- What the task requires -
Identify every line of the records below that contains the word "mountain", and copy each of those lines.

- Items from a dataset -
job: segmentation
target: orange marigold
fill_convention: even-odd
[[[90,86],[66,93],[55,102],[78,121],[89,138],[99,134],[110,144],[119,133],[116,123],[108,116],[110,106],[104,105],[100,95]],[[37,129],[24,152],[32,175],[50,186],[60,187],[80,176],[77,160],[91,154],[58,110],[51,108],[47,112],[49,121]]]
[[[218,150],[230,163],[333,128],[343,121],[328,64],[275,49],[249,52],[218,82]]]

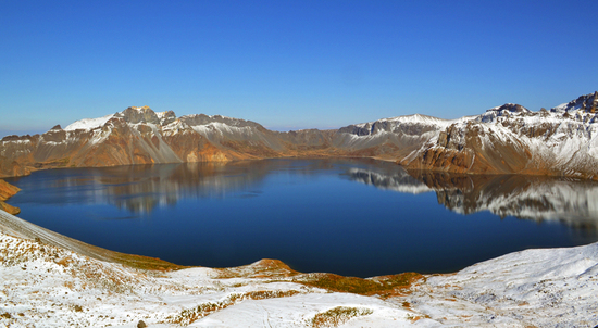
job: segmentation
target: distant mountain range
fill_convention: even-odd
[[[272,131],[221,115],[148,106],[0,141],[0,177],[57,167],[375,157],[410,169],[598,179],[598,91],[551,110],[508,103],[458,119],[408,115],[336,130]]]

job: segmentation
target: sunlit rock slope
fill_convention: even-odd
[[[504,104],[447,121],[408,115],[335,130],[272,131],[220,115],[177,117],[148,106],[0,141],[0,177],[53,167],[356,156],[408,168],[598,179],[598,92],[550,111]]]

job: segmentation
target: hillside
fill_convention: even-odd
[[[0,211],[5,327],[594,327],[598,243],[527,250],[452,275],[367,279],[262,260],[180,268]]]
[[[336,130],[272,131],[221,115],[148,106],[0,141],[0,177],[55,167],[353,156],[465,174],[598,178],[598,91],[550,111],[508,103],[447,121],[408,115]]]

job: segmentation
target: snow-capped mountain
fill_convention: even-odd
[[[358,156],[418,169],[596,179],[597,105],[595,92],[550,111],[508,103],[452,121],[415,114],[289,133],[220,115],[177,117],[132,106],[42,135],[4,137],[0,177],[51,167]]]

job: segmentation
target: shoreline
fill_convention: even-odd
[[[524,328],[598,323],[598,242],[520,251],[453,274],[367,279],[301,274],[276,260],[229,268],[142,267],[103,251],[104,258],[97,260],[95,249],[0,212],[0,276],[5,277],[0,325]]]

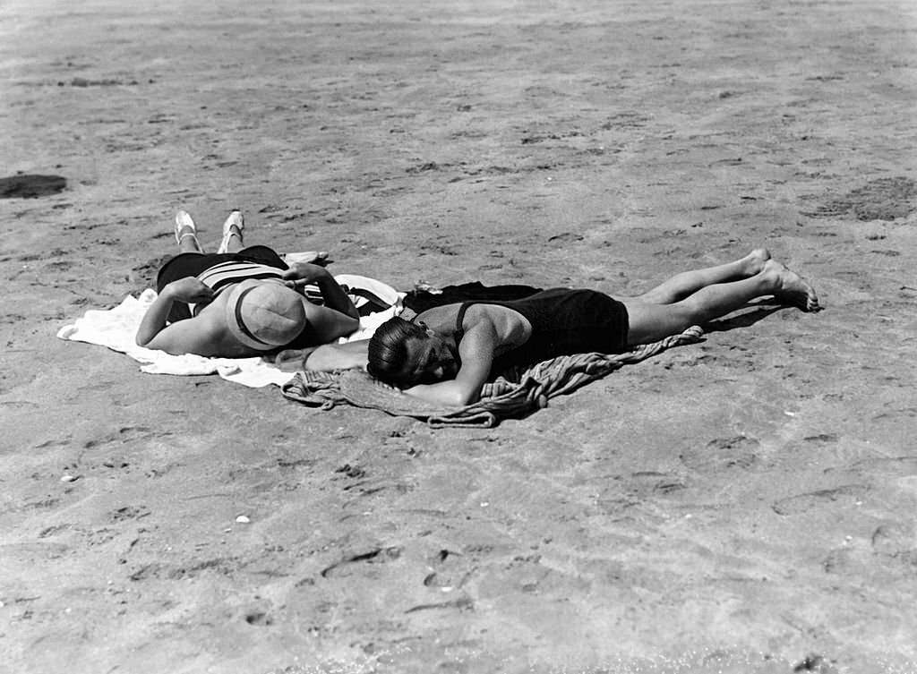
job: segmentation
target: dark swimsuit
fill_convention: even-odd
[[[472,304],[505,306],[522,314],[532,325],[528,341],[496,359],[493,373],[558,356],[593,351],[621,353],[627,349],[627,309],[603,293],[552,288],[509,302],[462,303],[456,317],[457,345],[465,333],[465,312]]]
[[[156,291],[161,293],[162,289],[173,281],[183,279],[186,276],[200,276],[207,270],[227,262],[251,262],[281,271],[288,269],[286,262],[267,246],[249,246],[238,253],[180,253],[160,269],[156,278]],[[280,275],[280,271],[262,270],[249,274],[245,278],[279,278]],[[241,280],[241,278],[237,278],[227,281],[228,282],[238,282]],[[224,281],[223,284],[226,284],[226,281]],[[215,287],[214,290],[222,290],[222,288]],[[192,311],[186,304],[175,302],[169,312],[169,322],[175,323],[175,321],[191,318],[191,316]]]

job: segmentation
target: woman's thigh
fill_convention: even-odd
[[[627,344],[649,344],[691,327],[691,312],[680,304],[652,304],[639,300],[621,300],[627,307]]]

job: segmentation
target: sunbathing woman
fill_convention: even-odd
[[[216,253],[204,253],[194,222],[175,216],[180,254],[157,279],[159,296],[137,332],[141,347],[171,354],[241,358],[294,345],[325,344],[359,326],[350,298],[325,269],[325,254],[287,265],[267,246],[243,248],[242,214],[223,225]],[[319,306],[303,289],[316,285]]]
[[[758,249],[620,301],[595,291],[557,288],[512,302],[436,306],[414,322],[386,321],[368,343],[319,347],[304,367],[365,363],[370,374],[405,393],[462,405],[478,400],[492,373],[509,365],[565,354],[622,352],[719,318],[762,296],[802,311],[821,308],[808,283]]]

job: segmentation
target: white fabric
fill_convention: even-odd
[[[365,276],[342,274],[336,279],[350,287],[364,287],[386,302],[394,300],[392,308],[360,318],[359,329],[347,337],[341,337],[341,343],[372,337],[381,323],[396,315],[404,296],[391,286]],[[269,384],[282,386],[293,378],[294,372],[284,372],[257,356],[242,359],[206,358],[193,354],[172,356],[165,351],[137,346],[137,330],[147,309],[155,300],[156,291],[148,288],[139,297],[128,295],[112,309],[90,309],[74,323],[61,327],[57,336],[61,339],[97,344],[125,353],[140,363],[141,371],[149,374],[215,373],[229,381],[253,388]]]

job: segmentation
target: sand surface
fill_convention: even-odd
[[[917,670],[915,47],[905,0],[6,0],[3,175],[67,188],[0,199],[0,669]],[[490,430],[55,338],[235,206],[399,288],[766,245],[827,308]]]

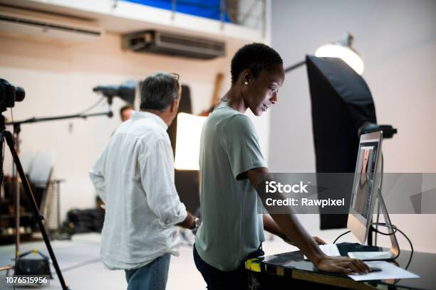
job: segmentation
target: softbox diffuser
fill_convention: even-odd
[[[316,172],[353,173],[359,144],[358,129],[365,122],[376,124],[369,88],[363,78],[340,58],[306,55],[306,62]],[[343,186],[344,194],[351,195],[352,181],[343,182]],[[327,193],[318,194],[319,198],[328,198]],[[321,209],[320,213],[321,230],[346,227],[347,215],[323,214]]]

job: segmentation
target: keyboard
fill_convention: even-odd
[[[319,248],[324,254],[330,257],[340,257],[341,253],[336,244],[320,245]],[[304,259],[307,260],[307,257],[304,256]]]

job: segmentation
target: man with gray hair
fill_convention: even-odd
[[[181,91],[178,75],[147,77],[140,111],[115,131],[90,171],[105,204],[102,260],[110,269],[125,270],[128,290],[165,289],[170,254],[178,254],[175,225],[199,225],[176,191],[167,133]]]

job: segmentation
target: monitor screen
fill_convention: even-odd
[[[368,219],[371,212],[371,193],[375,179],[378,146],[378,140],[360,143],[359,146],[351,207],[365,220]]]

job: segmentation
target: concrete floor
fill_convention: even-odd
[[[327,242],[332,242],[333,239],[343,230],[323,231],[322,237],[320,232],[313,233],[323,238]],[[193,237],[189,237],[193,238]],[[72,290],[77,289],[125,289],[125,281],[123,271],[109,271],[104,268],[100,260],[100,235],[97,233],[76,235],[71,241],[56,240],[52,242],[55,254],[62,269],[63,275]],[[21,245],[21,251],[24,252],[34,248],[48,255],[45,245],[41,242],[27,242]],[[291,252],[296,248],[292,247],[278,237],[266,234],[266,241],[263,244],[266,255]],[[14,245],[0,247],[0,266],[13,264]],[[192,259],[192,249],[186,243],[182,243],[180,247],[180,255],[172,256],[170,264],[170,272],[167,289],[204,289],[206,284],[195,268]],[[52,268],[52,274],[55,274]],[[6,284],[4,276],[6,272],[0,272],[0,289],[11,289],[11,286]],[[49,286],[38,287],[41,289],[60,289],[59,281],[56,275],[51,280]],[[28,288],[16,287],[16,289]]]

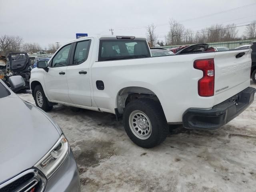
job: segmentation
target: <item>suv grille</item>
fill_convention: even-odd
[[[38,171],[30,170],[0,184],[0,192],[41,192],[46,183]]]

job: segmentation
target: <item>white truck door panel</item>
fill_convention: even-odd
[[[60,50],[51,60],[48,72],[45,72],[44,86],[50,100],[72,102],[68,96],[66,77],[71,49],[69,44]]]
[[[92,106],[89,73],[91,41],[88,39],[74,44],[71,65],[67,69],[68,95],[72,103],[89,106]]]
[[[49,68],[48,72],[45,72],[44,86],[50,100],[72,103],[68,91],[67,67]]]

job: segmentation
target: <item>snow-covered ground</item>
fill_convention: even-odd
[[[178,128],[150,149],[134,144],[114,115],[62,105],[48,113],[69,141],[82,192],[255,192],[255,100],[217,130]]]

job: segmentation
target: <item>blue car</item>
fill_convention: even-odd
[[[41,60],[39,60],[39,61],[48,61],[50,60],[50,58],[45,58],[41,59]],[[34,64],[34,65],[33,65],[33,67],[34,68],[36,67],[36,66],[37,66],[36,65],[37,64],[37,62],[39,61],[37,61]]]

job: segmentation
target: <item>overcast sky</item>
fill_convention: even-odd
[[[115,35],[146,36],[144,27],[154,23],[162,25],[156,32],[162,36],[170,18],[195,31],[217,23],[248,24],[256,20],[255,10],[255,0],[0,0],[0,35],[18,35],[44,48],[71,40],[76,33],[110,35],[110,28]],[[244,27],[238,28],[240,34]]]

- Exercise answer -
target: distant mountain range
target: snow-capped mountain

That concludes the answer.